**Task set**
#1 Read the passage on theories of value, then decide whether each statement agrees with it: (a) GDP was first developed and introduced by Simon Kuznets in 1934; (b) the writer considers historical GDP data very useful; (c) CasP's "power theory of value" seeks to justify the allocation of income, wealth and resources. Answer each with yes or no and quote the words of the passage that settle it.
#2 Summarize the passage on theories of value in three sentences.
#3 Write the next part of the passage on theories of value, starting after its final sentence.

**Source document**
■ ■ ■ ■ ■
Ironically, there is currently another economic theory of value that increasingly dominates economic/legal discourse, but it is not recognized as such. I am referring to the so-called Coase Theorem, which somehow manages to marry classical value theory to neoclassical theory to justify private takings (theft) within a capitalist society: whoever’s actions will maximize the utility of a property should the proper owner of that property.
GDP is not a theory of value. It is an econometric first developed and introduced by Simon Kuznets of the National Bureau of Economic Research in 1934 to measure the output of a society (not its citizens’ well-being) by its consumption. GDP was tailor-made to measure what a capitalist society does (while studiously ignoring debt and finance). Because GDP was never measured prior to 1934, the ability to accurately estimate GDP becomes more difficult (if not impossible) the farther back you go in time from 1934. Accordingly, I find historical GDP data to be of little value. (Also, one has to ask how capitalist societies would measure up using a metric that ignores what GDP measures.)
CasP’s “power theory of value” does not seek to justify or advocate the allocation of income, wealth and resources, which is why I argue it really isn’t a theory of value (other than “there is no such thing as value”).
Obviously, CasP’s “power theory of value” is not an econometric, either.
■ ■ ■ ■ ■
**Supplied entries**
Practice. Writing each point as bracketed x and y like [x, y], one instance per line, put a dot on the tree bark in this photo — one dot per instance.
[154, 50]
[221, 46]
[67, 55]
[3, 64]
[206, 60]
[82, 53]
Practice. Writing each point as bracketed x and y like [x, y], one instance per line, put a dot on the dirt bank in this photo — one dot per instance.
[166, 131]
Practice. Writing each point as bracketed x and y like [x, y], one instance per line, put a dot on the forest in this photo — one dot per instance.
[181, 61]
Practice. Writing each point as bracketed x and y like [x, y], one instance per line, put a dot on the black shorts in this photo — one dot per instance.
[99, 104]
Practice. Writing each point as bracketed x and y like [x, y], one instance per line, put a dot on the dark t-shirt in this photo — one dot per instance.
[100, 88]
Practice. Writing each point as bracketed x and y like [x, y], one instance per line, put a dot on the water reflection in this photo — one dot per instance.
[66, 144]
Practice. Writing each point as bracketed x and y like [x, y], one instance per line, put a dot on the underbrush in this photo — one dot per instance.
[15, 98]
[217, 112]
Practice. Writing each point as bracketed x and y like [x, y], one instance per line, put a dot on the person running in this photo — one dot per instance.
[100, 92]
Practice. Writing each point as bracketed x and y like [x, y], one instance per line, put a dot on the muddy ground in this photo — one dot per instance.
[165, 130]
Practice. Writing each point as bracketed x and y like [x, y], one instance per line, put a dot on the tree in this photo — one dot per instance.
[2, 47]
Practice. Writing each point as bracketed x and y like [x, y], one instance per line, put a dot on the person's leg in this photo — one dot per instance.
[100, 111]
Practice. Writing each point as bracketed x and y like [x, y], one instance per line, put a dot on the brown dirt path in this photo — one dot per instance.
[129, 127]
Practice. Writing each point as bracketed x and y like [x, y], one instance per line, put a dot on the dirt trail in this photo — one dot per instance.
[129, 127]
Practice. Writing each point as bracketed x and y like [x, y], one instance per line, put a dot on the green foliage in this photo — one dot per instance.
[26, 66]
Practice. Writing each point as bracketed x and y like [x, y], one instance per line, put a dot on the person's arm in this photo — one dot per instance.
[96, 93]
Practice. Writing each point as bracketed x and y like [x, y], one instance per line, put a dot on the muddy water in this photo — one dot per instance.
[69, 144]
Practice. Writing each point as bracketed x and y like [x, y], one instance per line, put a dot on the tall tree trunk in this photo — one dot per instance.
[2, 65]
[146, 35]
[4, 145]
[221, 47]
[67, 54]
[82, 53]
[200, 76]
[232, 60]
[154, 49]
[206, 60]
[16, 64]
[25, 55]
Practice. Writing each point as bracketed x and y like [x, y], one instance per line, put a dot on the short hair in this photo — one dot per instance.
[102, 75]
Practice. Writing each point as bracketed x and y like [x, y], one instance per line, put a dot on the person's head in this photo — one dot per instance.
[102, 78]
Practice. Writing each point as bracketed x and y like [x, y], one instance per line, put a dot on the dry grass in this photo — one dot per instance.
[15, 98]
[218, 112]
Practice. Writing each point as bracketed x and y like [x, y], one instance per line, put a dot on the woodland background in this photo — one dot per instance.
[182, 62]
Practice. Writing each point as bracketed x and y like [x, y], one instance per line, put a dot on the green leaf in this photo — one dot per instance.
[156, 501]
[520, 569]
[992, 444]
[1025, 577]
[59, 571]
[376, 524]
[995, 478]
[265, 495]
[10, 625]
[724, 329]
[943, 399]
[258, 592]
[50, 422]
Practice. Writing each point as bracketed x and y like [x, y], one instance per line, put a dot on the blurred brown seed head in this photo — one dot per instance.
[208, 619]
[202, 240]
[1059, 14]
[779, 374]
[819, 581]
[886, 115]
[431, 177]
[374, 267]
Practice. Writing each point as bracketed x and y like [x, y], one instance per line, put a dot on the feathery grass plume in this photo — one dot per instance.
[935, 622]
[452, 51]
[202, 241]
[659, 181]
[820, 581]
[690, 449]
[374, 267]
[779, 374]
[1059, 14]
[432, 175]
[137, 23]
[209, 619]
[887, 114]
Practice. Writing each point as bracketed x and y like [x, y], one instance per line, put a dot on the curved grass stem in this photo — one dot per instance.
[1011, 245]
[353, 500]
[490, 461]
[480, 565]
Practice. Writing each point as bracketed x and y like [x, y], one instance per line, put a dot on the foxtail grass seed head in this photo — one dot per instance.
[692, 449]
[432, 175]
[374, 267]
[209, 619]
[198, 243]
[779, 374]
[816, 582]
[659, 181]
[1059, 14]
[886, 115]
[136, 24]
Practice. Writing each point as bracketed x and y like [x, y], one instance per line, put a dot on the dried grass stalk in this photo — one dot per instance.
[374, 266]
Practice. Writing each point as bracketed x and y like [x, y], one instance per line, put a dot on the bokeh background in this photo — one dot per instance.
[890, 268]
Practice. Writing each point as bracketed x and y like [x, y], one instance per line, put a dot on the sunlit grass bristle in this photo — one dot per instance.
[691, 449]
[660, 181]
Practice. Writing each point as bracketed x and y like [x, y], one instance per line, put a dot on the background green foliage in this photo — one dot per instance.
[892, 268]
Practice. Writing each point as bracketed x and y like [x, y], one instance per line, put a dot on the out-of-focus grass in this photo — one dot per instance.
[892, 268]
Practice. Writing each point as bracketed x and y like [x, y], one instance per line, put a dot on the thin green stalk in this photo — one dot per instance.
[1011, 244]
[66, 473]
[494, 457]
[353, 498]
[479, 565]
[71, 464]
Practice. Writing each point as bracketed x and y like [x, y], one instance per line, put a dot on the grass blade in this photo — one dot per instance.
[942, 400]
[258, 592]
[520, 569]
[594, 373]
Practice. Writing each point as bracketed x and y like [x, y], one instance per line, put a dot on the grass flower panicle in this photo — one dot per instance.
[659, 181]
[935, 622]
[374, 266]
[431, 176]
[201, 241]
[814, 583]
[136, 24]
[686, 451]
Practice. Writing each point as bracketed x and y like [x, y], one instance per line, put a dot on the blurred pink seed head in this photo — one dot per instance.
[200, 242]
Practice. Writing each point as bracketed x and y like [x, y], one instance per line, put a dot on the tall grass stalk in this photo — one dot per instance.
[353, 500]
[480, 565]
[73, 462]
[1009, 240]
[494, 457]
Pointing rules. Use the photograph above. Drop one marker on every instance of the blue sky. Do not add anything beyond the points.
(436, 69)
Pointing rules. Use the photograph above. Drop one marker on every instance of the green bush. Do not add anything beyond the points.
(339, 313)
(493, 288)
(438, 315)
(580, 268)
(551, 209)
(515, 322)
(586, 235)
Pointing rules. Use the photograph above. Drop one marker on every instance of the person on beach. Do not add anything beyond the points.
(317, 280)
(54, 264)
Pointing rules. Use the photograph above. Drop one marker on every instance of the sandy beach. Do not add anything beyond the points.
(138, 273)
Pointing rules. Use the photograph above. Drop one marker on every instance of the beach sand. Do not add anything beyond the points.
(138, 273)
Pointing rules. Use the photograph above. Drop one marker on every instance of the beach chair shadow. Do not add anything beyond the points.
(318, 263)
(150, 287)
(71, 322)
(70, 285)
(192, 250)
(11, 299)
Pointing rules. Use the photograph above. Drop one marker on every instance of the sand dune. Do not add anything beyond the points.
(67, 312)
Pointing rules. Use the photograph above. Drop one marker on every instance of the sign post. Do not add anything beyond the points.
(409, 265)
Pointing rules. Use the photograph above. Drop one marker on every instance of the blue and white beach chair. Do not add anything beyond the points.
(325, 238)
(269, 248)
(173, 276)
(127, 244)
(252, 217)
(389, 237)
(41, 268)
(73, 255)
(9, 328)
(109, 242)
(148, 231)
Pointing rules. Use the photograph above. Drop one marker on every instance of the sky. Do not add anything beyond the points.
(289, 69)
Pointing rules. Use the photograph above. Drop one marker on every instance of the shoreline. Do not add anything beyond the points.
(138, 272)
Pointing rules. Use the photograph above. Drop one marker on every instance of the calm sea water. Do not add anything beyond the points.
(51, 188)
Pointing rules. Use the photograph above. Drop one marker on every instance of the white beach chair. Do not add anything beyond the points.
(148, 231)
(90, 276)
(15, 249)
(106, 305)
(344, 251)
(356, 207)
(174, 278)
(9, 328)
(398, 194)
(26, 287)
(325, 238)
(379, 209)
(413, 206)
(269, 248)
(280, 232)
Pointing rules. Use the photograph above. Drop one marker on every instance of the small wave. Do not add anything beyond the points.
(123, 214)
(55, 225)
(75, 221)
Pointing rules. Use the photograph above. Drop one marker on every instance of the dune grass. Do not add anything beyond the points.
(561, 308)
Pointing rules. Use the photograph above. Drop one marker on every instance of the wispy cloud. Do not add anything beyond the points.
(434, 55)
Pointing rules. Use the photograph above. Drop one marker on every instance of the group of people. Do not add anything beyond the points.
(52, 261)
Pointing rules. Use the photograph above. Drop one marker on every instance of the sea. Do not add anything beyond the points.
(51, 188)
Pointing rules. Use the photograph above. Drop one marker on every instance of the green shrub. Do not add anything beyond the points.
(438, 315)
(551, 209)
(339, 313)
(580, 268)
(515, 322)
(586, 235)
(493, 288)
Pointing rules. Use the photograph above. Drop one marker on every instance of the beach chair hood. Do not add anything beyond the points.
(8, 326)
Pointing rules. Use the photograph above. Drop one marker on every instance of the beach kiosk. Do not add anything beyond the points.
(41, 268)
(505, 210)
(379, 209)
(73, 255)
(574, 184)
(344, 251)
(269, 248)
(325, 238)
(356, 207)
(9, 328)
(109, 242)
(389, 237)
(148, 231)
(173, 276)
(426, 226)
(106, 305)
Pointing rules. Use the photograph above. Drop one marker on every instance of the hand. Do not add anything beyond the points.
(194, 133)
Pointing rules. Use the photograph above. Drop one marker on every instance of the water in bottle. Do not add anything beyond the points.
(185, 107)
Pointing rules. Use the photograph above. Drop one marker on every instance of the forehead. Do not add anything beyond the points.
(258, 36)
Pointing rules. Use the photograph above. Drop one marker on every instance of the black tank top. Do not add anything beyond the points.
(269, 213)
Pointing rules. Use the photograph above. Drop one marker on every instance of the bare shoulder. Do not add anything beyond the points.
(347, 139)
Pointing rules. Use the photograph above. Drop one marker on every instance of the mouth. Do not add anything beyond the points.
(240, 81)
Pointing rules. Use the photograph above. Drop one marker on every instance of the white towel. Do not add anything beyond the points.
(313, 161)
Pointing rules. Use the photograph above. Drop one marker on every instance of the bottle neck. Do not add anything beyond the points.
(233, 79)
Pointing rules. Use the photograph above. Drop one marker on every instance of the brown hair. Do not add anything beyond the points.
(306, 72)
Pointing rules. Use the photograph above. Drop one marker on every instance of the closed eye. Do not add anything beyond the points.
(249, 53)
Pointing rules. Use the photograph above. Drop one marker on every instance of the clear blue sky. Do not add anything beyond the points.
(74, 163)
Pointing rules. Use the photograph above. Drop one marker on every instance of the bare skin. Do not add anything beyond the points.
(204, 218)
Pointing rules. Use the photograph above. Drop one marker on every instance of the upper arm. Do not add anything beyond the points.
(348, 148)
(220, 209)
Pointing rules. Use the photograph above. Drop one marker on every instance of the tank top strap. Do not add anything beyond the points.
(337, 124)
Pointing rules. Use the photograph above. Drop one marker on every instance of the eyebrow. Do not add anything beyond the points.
■ ■ ■ ■ ■
**Responses to the exercise**
#1
(a) Yes: "first developed and introduced by Simon Kuznets of the National Bureau of Economic Research in 1934"
(b) No: "Accordingly, I find historical GDP data to be of little value."
(c) No: "does not seek to justify or advocate the allocation of income, wealth and resources"

#2 The writer holds that the Coase Theorem is an economic theory of value that goes unrecognized as one, and that it justifies private takings by making whoever will maximize a property's utility its owner. GDP, by contrast, is not a theory of value but a measure introduced by Simon Kuznets in 1934 to gauge a society's output by its consumption, and because it was never measured before 1934, the writer finds historical GDP data of little value. CasP's "power theory of value" does not seek to justify the allocation of income, wealth and resources, so the writer argues it is not really a theory of value, and it is not an econometric either.

#3
P.S. Consider picking up a copy of William Goetzmann’s Money Changes Everything. It may make you question whether modern capitalism is as historically unique as you seem to think it is, and to what extent it actually is, if it is. HINT: the primary difference between capitalism and prior finance-driven societies is that the only duties owed by individuals of a capitalist society as between one another are contractual and nominally, at least, entered into freely and without duress. Of course, how free are you when you need money before you can access “the market” (i.e., before you can participate in the society into which you were born)?
P.P.S. I have a working theory that major shifts in Western societies (I include the Middle East here) have all been accompanied by a major shift in attitude towards usury/finance. The Greek diaspora led by Alexander was due, in part, to debts accumulated from decades of war. Rome “collapsed” (really, its elites became the Catholic church) because debts grew faster than tribute from conquered lands could service those debts. The Catholic Church secured its own political power, in part, by outlawing usury, and protestant reformers quickly gained equal footing by “legalizing” usury. And the history of capitalism itself has been marked by pitched battles over the proper roll of finance within society.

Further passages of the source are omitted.